**OBJECTIVE**
Locate the line containing "In this picture, where can the man holding chalkboard" in the entries below, then retype it and every later line exactly, leaving out pictures.

>> begin STORED DATA

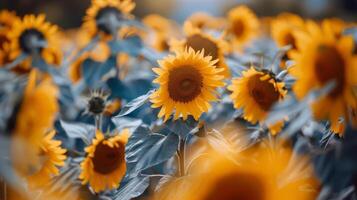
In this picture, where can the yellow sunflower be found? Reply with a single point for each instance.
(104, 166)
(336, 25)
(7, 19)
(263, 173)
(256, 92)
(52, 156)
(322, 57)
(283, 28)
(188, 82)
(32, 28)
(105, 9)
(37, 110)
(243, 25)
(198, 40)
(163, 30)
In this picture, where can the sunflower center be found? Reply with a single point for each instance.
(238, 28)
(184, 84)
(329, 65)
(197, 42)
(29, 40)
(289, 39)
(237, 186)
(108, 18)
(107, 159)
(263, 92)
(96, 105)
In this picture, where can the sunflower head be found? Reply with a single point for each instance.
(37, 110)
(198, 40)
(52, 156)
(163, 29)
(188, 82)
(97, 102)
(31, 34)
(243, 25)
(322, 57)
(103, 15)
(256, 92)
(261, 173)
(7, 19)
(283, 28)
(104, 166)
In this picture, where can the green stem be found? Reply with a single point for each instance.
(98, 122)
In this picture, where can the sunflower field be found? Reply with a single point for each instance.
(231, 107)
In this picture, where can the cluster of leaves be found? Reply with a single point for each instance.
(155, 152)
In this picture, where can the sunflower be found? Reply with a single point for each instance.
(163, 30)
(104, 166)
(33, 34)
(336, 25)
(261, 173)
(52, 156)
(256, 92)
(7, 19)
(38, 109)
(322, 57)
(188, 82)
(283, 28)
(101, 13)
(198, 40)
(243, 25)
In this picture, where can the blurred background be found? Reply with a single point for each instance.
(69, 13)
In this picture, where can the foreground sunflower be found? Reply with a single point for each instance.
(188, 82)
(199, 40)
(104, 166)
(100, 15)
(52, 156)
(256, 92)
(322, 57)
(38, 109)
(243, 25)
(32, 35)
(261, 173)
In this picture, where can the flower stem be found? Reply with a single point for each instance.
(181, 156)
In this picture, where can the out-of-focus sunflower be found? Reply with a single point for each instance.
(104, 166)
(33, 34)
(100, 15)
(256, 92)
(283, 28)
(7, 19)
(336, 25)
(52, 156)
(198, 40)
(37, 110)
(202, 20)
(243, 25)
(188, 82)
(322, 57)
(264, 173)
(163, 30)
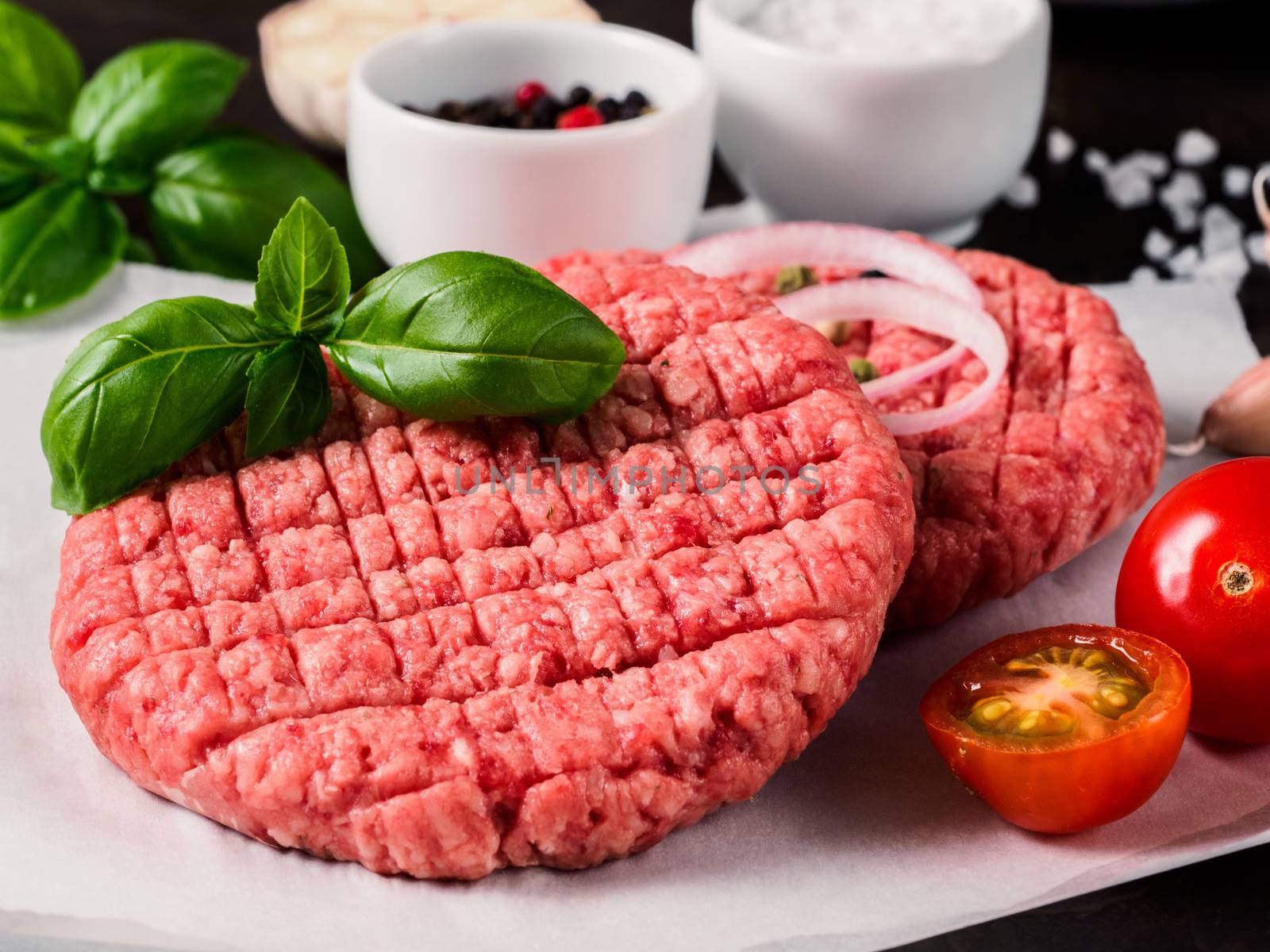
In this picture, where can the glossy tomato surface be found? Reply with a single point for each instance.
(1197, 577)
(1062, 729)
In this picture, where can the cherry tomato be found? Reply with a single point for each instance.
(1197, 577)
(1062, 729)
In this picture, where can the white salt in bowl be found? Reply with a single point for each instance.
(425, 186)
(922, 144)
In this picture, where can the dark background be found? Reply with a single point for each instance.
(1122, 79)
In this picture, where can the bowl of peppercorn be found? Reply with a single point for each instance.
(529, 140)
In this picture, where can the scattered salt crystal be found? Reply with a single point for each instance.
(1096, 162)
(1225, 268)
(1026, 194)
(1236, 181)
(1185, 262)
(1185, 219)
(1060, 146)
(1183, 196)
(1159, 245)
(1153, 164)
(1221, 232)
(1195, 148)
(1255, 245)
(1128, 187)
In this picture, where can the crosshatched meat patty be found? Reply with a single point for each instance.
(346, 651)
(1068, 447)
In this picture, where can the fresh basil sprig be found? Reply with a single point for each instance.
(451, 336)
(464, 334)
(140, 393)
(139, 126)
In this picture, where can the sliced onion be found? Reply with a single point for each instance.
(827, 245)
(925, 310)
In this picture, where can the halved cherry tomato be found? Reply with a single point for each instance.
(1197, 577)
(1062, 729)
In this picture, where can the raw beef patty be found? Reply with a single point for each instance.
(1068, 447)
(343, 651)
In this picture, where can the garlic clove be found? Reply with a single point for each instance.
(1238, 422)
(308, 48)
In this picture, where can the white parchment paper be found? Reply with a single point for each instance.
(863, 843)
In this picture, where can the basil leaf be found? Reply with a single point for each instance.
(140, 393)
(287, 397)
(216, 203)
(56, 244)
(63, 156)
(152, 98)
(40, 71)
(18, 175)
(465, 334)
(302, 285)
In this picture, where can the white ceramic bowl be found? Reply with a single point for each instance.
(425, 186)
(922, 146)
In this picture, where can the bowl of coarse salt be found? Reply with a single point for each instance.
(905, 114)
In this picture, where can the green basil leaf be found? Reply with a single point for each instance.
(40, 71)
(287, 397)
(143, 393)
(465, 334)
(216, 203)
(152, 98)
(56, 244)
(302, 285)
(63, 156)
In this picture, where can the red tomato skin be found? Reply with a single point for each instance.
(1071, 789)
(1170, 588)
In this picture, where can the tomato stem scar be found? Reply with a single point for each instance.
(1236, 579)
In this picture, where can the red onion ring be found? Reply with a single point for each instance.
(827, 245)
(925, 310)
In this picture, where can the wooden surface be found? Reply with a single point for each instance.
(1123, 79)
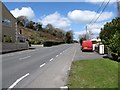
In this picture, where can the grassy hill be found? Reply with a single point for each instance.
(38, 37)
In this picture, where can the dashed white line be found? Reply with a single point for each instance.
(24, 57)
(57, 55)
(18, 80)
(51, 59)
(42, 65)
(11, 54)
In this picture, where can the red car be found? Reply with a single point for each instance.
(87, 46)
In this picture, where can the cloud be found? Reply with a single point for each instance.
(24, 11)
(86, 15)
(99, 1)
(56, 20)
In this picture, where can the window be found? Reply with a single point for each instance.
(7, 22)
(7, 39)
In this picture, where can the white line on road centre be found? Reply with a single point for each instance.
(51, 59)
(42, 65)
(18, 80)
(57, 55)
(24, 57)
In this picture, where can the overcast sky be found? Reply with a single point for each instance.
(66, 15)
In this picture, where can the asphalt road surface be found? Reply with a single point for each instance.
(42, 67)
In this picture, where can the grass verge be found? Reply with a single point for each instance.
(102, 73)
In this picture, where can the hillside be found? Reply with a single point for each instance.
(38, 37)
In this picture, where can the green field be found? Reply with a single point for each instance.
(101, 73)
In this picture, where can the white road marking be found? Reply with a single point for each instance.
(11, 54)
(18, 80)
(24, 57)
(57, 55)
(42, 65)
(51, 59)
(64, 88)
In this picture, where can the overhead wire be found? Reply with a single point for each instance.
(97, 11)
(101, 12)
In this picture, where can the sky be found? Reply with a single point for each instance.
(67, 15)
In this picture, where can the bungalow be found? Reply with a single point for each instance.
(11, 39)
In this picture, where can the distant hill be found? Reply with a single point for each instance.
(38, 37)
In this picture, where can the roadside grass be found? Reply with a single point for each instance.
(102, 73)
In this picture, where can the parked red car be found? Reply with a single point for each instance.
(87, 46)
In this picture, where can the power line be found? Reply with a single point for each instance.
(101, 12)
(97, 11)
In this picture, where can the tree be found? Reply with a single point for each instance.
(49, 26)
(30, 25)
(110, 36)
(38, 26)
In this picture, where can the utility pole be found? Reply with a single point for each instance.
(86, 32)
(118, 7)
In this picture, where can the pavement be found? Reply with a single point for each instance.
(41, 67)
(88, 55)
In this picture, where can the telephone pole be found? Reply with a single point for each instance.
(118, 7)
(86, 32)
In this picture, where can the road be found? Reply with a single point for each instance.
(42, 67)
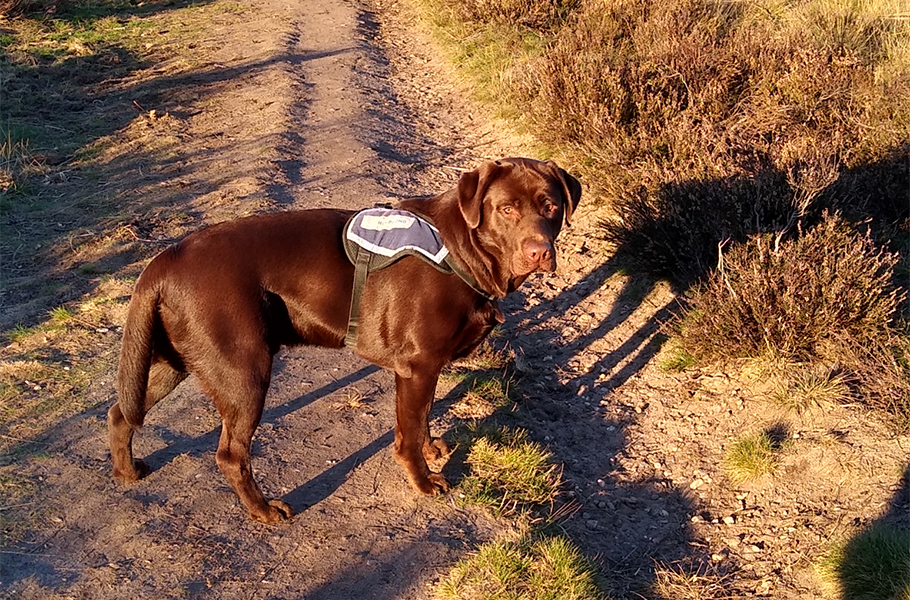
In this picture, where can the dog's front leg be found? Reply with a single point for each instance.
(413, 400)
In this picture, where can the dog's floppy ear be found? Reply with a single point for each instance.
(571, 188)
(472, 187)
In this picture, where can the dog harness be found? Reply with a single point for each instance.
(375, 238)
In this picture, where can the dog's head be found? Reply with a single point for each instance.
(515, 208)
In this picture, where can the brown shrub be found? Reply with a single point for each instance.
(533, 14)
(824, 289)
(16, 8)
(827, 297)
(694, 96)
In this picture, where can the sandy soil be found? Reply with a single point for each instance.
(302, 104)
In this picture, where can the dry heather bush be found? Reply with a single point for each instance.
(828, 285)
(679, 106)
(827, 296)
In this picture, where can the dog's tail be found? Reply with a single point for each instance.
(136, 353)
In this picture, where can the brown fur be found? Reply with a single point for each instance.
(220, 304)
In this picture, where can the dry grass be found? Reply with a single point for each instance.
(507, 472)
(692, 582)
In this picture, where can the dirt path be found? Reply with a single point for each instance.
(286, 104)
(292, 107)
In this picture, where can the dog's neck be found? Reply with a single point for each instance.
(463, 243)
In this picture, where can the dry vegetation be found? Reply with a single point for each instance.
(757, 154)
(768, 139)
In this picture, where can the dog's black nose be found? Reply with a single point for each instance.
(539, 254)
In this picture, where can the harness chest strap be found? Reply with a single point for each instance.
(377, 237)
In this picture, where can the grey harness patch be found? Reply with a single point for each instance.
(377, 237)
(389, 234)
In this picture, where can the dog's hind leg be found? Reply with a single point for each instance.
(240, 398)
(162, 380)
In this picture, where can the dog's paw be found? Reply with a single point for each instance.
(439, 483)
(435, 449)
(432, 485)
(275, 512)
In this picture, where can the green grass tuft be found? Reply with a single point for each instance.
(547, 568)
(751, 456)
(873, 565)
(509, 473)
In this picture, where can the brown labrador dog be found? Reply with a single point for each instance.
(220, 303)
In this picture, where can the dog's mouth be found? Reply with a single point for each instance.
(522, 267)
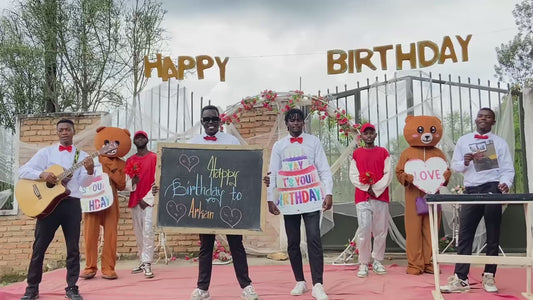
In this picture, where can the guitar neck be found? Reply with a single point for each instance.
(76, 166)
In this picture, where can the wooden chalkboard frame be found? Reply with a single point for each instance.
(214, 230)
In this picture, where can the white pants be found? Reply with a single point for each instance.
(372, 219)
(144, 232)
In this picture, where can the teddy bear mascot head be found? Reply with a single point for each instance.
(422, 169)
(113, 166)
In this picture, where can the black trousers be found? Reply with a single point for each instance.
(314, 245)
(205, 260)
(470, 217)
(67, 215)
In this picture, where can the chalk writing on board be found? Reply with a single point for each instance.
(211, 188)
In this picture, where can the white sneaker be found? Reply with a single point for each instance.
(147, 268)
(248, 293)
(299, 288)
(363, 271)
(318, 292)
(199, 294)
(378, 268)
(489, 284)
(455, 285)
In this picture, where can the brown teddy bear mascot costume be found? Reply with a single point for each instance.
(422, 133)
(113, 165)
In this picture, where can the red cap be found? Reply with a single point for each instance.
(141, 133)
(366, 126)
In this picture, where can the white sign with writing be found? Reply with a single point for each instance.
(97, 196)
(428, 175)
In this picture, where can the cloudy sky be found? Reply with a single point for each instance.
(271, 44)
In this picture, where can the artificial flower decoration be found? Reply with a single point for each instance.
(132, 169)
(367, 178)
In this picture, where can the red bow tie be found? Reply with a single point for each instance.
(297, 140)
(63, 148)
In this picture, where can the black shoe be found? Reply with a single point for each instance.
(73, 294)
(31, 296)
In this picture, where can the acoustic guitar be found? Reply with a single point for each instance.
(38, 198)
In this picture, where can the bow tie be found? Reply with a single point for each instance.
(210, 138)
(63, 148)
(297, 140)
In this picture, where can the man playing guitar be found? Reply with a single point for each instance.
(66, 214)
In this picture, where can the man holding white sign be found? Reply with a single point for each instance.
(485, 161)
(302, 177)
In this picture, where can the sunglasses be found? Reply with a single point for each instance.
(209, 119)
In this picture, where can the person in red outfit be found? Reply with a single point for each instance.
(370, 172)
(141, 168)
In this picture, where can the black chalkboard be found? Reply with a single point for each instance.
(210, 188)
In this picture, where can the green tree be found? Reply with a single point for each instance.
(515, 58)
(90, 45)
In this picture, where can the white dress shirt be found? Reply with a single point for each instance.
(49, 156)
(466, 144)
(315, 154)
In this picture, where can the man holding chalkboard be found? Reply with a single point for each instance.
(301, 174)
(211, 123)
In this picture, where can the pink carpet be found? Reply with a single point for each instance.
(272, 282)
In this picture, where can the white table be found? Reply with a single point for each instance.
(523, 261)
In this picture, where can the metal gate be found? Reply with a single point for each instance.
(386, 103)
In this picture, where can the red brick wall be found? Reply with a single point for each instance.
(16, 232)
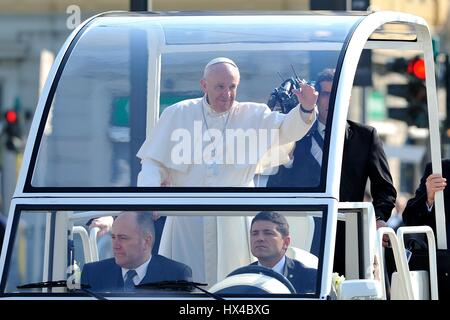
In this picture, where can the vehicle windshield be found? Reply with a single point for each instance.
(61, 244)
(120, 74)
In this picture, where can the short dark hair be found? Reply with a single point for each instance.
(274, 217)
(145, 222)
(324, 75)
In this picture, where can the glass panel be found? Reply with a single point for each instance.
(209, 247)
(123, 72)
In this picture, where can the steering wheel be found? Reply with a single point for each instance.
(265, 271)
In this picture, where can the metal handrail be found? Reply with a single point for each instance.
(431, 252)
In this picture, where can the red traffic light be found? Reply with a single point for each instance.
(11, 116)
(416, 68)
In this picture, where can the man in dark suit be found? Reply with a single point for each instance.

>> end STORED DATA

**CORRECT RESULT**
In this picture, where can the man holding chalkboard be found? Reply with a single point for each instance.
(301, 174)
(211, 123)
In this picture, where can the pink carpet be found? Reply with a single point for each instance.
(272, 282)
In this picture, where can the white table be found? Reply with a single point for each instance.
(523, 261)
In this picture, where can the metal gate be found? Reply with a single point for each instance.
(386, 103)
In this picture, where can the red brick wall be found? Reply with a single point for each instance.
(16, 232)
In this picture, where can the vehicle windshield be found? Reply with a single point for each instance.
(61, 244)
(120, 74)
In this picture, where can the short dark hair be found? Reply with a single point for each instance.
(274, 217)
(145, 222)
(324, 75)
In this picture, where can the glass panel be found? Reply with a single point for each instance.
(209, 247)
(123, 72)
In this picture, where can the steering wheel be found? Reply with a single point for each instance.
(265, 271)
In this picture, where can the metal handrail be found? Reply with a single point for each instance.
(431, 252)
In this picture, where can the red traffic light be found? Reply with a single point for each instance.
(11, 116)
(416, 68)
In this picture, where can the man in dark suit be found? Reply with a single point for each instance.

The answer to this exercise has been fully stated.